- **TEXT PASSAGE**:
──────────────────────────────

I had a little solitary telly time the other day, so I put on the Coen Brother’s remake of True Grit on Netflix. I watched an hour or so of it and enjoyed it greatly. A day later, I came back and caught some more.
I’m just at the ‘Fill your hands, you son-of-a-bitch’ scene so I’ll probably slide back and finish it sometime today. Sometime when it’s quiet in the living room.
Hardly earth-shattering, Ken. Hardly the subject for a Sunday post, even on a blog like this, where navel-gazing has been the order of the day for years now.
Well, okay, there is one little twist to the tale I suppose. It’s not a massive one so don’t get your pants in a knot or anything. Here it is…
This is third time I’ve watched the movie since lockdown began. I would also have watched it five or six other times when it appeared on telly or when I first saw it on DVD when it came out.

──────────────────────────────

- **ITEMS**:
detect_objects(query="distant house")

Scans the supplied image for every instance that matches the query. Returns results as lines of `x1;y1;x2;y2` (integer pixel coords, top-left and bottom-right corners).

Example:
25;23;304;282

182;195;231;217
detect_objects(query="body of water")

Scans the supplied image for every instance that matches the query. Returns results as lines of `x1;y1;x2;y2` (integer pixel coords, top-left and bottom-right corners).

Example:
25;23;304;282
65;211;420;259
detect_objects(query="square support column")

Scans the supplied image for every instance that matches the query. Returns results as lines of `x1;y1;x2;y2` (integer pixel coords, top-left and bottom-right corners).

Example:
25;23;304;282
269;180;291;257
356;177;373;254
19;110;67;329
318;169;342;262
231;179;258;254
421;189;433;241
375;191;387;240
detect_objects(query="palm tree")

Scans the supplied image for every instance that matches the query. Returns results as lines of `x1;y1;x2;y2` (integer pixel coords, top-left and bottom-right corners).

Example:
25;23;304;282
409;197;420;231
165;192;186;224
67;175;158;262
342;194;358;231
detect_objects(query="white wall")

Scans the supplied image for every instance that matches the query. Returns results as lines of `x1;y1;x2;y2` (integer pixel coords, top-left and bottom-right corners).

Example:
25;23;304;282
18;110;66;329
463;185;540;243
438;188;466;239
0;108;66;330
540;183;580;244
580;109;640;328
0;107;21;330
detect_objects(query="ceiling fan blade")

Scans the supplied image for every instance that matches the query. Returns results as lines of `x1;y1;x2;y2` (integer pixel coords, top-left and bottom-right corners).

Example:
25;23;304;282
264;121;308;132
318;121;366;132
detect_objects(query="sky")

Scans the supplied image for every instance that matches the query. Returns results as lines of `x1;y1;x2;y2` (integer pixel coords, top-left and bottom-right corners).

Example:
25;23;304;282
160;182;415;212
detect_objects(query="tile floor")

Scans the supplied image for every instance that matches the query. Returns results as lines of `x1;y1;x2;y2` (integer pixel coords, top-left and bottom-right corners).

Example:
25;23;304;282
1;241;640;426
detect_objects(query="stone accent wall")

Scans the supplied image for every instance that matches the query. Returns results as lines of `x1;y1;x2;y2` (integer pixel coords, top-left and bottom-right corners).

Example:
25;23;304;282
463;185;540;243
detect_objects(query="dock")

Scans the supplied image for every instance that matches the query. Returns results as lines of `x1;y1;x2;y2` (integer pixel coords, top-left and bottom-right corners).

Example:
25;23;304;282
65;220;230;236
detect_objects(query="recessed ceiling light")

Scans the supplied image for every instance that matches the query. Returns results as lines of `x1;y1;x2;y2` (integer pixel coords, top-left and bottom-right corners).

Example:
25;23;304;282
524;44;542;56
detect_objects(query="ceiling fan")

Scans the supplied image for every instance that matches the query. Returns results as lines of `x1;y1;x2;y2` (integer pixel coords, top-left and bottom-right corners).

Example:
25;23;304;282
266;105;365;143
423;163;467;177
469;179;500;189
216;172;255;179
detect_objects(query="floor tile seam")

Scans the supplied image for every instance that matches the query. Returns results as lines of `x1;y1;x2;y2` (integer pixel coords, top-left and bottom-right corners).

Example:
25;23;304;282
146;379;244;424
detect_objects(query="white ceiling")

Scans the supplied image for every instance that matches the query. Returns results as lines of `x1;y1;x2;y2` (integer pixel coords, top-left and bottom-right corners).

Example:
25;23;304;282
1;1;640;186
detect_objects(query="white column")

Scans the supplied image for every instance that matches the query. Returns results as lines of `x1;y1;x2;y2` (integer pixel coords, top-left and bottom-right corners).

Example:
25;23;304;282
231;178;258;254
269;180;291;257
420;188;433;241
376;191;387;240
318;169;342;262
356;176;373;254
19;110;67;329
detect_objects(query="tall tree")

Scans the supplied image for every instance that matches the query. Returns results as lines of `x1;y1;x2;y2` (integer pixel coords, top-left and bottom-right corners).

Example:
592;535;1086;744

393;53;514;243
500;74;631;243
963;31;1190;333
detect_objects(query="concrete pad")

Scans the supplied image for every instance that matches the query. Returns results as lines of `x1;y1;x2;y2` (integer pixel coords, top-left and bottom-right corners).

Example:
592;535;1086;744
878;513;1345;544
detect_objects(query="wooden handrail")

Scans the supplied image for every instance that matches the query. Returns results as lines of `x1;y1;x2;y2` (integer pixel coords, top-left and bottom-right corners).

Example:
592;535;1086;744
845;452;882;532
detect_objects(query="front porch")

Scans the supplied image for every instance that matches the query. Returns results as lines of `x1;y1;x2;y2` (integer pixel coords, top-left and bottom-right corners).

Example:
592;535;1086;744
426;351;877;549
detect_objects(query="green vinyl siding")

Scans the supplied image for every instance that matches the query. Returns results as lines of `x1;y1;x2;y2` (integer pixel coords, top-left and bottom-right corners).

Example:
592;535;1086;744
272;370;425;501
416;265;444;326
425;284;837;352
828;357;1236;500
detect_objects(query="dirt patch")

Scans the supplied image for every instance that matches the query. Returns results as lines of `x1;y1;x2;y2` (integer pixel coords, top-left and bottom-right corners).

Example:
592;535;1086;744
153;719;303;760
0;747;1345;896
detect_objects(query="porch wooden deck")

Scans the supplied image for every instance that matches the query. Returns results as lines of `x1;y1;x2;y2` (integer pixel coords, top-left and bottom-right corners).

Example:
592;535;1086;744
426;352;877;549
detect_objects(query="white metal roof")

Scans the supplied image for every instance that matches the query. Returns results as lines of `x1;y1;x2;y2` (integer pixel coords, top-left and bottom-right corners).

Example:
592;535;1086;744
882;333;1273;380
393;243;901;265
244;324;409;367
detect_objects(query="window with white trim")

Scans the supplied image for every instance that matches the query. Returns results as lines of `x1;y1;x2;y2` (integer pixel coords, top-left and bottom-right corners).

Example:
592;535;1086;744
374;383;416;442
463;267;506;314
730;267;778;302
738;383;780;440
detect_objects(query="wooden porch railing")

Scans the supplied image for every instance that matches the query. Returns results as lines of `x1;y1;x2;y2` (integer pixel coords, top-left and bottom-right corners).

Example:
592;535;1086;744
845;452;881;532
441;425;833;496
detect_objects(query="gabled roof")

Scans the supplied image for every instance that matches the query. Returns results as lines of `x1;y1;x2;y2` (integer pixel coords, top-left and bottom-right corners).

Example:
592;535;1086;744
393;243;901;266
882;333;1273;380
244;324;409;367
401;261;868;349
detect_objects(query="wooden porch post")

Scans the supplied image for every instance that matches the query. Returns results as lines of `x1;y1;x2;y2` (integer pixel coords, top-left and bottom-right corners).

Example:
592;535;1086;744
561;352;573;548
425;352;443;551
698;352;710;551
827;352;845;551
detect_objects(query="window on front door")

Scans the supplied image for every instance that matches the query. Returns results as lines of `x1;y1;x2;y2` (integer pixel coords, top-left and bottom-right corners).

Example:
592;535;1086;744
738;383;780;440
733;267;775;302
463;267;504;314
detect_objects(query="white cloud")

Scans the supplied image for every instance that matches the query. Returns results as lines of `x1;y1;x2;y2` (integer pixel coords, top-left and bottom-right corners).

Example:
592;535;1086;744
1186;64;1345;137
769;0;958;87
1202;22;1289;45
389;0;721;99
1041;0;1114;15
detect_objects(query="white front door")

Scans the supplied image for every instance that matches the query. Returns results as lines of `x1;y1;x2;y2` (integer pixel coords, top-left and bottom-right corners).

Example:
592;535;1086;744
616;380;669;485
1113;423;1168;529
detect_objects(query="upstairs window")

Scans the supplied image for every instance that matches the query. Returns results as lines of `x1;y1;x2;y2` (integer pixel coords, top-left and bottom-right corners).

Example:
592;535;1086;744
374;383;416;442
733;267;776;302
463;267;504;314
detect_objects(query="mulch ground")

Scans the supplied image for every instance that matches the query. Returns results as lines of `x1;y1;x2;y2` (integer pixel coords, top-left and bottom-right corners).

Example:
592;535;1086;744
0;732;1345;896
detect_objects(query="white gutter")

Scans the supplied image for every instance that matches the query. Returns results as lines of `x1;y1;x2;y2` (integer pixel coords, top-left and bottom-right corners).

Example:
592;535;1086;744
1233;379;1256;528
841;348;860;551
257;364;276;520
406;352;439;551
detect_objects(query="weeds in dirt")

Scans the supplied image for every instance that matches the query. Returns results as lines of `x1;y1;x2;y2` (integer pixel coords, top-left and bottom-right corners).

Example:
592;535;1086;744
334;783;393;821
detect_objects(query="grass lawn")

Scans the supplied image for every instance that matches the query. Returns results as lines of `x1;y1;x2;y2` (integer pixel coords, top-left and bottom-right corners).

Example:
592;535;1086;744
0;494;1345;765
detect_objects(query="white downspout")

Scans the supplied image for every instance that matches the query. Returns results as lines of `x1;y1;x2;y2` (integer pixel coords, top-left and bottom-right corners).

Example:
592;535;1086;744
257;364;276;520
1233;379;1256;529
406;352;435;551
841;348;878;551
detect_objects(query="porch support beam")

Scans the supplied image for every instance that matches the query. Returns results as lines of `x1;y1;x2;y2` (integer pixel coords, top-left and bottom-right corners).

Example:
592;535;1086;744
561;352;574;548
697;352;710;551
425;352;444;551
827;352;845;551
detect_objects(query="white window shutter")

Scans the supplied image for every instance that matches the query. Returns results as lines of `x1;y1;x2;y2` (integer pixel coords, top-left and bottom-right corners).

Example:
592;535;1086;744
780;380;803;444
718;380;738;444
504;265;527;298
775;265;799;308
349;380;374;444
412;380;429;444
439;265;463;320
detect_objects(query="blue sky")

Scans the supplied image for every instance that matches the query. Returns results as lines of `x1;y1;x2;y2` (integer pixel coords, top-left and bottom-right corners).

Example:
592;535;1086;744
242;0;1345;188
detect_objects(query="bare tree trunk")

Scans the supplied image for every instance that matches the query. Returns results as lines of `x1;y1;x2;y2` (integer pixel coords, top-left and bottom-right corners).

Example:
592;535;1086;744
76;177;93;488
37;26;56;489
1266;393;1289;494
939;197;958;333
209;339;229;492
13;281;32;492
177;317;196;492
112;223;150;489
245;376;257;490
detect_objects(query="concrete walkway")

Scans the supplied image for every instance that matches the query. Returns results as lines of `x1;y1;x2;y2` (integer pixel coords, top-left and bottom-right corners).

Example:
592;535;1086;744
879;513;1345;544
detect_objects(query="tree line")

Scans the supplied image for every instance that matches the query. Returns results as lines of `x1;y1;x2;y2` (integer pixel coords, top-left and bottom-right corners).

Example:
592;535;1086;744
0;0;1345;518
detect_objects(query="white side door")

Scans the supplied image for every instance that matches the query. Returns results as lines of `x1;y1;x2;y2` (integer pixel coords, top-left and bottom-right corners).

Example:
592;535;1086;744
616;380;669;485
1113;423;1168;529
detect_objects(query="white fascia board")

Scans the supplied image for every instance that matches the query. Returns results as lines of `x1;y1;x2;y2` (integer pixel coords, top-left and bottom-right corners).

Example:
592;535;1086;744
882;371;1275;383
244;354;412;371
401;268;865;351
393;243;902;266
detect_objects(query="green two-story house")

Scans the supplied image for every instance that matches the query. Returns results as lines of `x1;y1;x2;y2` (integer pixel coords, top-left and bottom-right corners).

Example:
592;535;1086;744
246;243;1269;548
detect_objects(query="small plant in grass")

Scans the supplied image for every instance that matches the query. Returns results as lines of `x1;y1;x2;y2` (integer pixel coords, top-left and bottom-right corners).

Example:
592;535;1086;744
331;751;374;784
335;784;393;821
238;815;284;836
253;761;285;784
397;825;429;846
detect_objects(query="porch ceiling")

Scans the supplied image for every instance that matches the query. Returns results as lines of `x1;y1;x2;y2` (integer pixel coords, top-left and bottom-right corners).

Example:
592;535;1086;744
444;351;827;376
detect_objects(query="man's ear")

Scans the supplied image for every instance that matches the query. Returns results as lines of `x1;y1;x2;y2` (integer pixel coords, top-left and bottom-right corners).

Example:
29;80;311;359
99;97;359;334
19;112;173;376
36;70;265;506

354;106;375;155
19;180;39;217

──────────────────────────────

- **SHORT EXERCISE 1**: In the blog post about True Grit above, on which service did the writer watch the Coen Brothers' remake?
- **SHORT EXERCISE 2**: Reproduce the blog post about True Grit from "I’m just at" up to and including "the living room.".

- **RIGHT ANSWER 1**: Netflix.

- **RIGHT ANSWER 2**:
I’m just at the ‘Fill your hands, you son-of-a-bitch’ scene so I’ll probably slide back and finish it sometime today. Sometime when it’s quiet in the living room.